Below are the records. Restate word for word every line from the one that contains "rough mask: <svg" through the final line, both included.

### Supplied records
· · ·

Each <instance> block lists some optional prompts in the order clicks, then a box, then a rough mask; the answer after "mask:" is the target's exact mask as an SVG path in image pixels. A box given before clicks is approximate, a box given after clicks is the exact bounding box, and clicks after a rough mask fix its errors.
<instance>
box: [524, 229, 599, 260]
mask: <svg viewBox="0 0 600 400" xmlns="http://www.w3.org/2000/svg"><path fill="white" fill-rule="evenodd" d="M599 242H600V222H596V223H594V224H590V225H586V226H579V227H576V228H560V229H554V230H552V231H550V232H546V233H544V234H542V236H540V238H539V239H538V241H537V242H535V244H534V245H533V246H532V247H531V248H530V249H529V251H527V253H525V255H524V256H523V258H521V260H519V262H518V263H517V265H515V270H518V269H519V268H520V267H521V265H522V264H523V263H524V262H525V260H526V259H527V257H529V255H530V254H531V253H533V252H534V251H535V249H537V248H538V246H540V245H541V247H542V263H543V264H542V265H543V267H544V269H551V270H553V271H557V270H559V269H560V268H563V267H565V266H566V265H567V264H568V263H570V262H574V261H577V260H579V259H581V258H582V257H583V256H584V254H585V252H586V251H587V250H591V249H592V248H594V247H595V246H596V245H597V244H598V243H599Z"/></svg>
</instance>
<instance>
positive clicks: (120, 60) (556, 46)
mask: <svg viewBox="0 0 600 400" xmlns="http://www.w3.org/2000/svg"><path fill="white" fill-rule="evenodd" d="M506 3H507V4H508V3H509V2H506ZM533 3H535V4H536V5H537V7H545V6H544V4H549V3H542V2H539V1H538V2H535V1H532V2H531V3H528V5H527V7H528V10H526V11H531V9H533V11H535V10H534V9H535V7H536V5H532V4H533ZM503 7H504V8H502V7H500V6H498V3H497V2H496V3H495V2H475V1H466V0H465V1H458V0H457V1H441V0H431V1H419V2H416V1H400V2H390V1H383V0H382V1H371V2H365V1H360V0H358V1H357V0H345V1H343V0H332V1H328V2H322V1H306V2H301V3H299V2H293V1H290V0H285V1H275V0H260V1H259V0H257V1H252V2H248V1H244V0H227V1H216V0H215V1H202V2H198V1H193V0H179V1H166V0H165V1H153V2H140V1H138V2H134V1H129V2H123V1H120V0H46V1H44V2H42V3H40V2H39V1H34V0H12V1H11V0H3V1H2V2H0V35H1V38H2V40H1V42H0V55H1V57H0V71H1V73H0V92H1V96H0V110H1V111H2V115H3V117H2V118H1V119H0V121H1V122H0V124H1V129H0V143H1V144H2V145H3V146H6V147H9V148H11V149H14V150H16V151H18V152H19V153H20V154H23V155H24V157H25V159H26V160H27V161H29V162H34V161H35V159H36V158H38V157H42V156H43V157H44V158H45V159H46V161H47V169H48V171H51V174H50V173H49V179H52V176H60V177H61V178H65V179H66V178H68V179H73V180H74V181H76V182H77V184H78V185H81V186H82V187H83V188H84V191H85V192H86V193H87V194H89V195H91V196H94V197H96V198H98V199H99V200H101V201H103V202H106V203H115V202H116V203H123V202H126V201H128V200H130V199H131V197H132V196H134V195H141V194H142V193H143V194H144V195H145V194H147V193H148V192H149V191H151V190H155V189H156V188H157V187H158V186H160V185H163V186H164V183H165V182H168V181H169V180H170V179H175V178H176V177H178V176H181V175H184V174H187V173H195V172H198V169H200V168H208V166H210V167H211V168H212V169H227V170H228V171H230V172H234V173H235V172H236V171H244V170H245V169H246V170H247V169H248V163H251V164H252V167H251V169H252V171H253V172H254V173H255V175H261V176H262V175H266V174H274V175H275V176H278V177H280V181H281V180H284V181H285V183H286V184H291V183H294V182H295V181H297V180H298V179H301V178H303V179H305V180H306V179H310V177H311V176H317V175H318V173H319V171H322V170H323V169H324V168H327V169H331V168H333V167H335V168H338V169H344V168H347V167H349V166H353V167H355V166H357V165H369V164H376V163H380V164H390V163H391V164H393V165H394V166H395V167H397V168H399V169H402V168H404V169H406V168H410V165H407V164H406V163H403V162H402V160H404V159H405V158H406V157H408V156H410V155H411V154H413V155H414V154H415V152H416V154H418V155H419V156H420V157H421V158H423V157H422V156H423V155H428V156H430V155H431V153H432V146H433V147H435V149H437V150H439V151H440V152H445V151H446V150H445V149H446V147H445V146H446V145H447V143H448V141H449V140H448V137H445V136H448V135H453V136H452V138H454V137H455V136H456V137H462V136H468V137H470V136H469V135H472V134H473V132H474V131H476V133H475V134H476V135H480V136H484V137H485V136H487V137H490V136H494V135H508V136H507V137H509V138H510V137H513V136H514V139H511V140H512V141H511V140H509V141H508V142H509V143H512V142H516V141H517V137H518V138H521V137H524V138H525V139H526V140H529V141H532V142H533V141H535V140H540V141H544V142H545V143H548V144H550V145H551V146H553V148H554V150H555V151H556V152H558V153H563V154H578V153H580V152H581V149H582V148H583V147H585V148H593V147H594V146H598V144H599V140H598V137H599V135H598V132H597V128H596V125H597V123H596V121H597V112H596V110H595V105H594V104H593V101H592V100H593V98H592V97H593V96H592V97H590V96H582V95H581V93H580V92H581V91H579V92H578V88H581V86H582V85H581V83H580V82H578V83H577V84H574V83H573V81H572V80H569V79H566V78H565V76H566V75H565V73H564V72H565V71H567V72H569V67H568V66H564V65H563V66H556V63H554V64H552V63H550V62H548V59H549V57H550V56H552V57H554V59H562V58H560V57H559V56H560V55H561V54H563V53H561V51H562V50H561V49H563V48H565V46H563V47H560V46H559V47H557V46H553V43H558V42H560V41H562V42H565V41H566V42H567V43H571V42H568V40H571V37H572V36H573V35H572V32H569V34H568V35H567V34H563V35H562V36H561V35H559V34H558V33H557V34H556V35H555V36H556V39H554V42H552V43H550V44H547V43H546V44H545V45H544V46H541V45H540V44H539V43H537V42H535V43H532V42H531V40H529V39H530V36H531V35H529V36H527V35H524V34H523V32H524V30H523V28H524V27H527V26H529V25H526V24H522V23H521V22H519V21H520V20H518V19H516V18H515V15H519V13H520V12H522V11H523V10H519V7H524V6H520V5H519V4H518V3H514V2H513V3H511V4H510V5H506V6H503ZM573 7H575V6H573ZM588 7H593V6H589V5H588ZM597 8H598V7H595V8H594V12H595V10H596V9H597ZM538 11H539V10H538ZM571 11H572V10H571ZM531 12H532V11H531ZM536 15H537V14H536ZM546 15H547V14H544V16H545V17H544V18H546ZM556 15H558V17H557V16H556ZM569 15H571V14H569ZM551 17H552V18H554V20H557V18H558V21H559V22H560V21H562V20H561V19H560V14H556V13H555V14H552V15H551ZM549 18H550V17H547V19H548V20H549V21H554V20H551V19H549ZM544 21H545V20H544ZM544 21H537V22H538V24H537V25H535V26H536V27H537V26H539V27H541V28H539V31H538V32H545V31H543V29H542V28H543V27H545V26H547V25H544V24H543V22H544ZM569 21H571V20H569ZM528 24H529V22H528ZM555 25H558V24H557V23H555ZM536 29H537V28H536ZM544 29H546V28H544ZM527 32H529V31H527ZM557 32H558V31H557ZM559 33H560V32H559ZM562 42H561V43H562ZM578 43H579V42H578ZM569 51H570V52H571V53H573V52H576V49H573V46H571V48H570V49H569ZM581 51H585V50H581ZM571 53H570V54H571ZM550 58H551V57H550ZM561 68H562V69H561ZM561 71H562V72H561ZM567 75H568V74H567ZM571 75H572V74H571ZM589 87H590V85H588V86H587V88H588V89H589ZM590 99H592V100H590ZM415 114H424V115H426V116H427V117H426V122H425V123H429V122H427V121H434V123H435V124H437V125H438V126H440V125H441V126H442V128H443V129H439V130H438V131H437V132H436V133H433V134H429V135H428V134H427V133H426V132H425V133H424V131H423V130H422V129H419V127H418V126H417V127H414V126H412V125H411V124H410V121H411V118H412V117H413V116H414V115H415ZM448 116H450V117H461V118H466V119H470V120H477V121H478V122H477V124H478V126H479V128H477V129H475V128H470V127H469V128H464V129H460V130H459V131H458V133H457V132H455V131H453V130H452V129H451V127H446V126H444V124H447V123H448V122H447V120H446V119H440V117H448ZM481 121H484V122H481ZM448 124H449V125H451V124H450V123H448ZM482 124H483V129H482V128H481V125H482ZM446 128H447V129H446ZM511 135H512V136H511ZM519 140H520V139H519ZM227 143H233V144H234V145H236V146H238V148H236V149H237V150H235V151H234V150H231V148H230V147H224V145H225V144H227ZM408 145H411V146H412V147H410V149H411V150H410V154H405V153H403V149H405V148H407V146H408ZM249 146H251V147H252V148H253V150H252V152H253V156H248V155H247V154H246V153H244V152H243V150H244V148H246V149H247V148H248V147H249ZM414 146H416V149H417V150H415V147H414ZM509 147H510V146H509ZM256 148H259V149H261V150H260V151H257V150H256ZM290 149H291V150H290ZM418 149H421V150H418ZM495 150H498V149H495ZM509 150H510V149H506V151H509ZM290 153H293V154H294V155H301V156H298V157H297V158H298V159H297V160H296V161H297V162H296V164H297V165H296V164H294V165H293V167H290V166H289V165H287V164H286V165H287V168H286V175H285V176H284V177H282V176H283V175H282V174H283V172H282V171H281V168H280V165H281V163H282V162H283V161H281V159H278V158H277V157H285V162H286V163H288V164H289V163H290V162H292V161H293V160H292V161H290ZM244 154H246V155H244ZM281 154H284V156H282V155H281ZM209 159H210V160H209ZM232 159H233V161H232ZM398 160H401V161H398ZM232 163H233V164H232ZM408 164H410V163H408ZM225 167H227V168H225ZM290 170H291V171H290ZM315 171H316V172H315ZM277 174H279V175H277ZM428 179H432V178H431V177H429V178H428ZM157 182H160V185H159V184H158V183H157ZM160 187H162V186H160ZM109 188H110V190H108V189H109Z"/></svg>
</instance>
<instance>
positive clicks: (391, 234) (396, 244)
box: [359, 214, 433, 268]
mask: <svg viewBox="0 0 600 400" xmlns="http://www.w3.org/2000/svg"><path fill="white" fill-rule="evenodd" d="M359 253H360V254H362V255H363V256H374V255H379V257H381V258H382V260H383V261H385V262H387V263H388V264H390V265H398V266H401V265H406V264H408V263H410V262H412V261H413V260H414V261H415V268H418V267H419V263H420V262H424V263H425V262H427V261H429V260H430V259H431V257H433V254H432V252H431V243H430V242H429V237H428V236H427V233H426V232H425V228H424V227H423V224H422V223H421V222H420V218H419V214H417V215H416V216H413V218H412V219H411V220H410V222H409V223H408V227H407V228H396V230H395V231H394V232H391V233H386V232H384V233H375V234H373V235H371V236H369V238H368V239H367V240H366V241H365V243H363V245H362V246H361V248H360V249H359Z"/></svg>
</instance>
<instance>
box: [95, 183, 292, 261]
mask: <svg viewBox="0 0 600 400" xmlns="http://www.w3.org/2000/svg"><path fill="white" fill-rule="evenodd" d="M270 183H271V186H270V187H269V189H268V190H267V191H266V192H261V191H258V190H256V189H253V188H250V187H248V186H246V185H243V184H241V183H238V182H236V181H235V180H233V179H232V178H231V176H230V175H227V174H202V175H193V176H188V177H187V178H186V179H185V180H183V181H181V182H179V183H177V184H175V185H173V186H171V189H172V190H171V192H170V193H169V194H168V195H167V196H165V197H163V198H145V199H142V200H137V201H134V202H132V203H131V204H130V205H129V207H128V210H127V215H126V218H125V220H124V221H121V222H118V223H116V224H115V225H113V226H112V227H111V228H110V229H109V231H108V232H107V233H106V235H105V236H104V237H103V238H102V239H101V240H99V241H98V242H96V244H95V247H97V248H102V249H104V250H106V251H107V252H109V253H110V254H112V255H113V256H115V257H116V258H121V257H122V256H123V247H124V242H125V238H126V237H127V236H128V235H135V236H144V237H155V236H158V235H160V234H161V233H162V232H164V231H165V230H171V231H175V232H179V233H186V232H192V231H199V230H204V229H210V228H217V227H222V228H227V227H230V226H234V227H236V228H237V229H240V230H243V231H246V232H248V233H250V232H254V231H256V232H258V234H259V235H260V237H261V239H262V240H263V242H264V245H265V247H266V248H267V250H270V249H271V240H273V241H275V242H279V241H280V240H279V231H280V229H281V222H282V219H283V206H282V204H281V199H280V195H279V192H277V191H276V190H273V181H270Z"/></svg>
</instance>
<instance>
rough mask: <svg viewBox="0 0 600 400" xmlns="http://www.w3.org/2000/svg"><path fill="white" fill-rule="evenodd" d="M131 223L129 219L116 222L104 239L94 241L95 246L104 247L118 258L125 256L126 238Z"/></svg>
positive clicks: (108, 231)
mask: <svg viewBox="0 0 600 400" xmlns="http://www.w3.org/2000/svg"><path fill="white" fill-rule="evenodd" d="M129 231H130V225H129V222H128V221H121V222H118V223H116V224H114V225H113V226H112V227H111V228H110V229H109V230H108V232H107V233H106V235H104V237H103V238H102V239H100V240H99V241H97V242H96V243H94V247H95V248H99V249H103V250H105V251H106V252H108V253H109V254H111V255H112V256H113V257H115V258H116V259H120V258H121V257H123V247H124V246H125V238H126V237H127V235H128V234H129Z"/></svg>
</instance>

· · ·

### Exercise output
rough mask: <svg viewBox="0 0 600 400" xmlns="http://www.w3.org/2000/svg"><path fill="white" fill-rule="evenodd" d="M131 223L129 219L116 222L104 239L94 241L95 246L104 247L118 258L125 256L126 238Z"/></svg>
positive clicks: (108, 231)
mask: <svg viewBox="0 0 600 400" xmlns="http://www.w3.org/2000/svg"><path fill="white" fill-rule="evenodd" d="M129 231H130V225H129V222H128V221H121V222H118V223H116V224H114V225H113V226H112V227H111V228H110V229H109V230H108V232H107V233H106V235H104V237H103V238H102V239H100V240H99V241H97V242H96V243H94V247H95V248H99V249H103V250H105V251H106V252H108V253H109V254H111V255H112V256H113V257H115V258H116V259H120V258H121V257H123V247H124V246H125V238H126V237H127V235H128V234H129Z"/></svg>
</instance>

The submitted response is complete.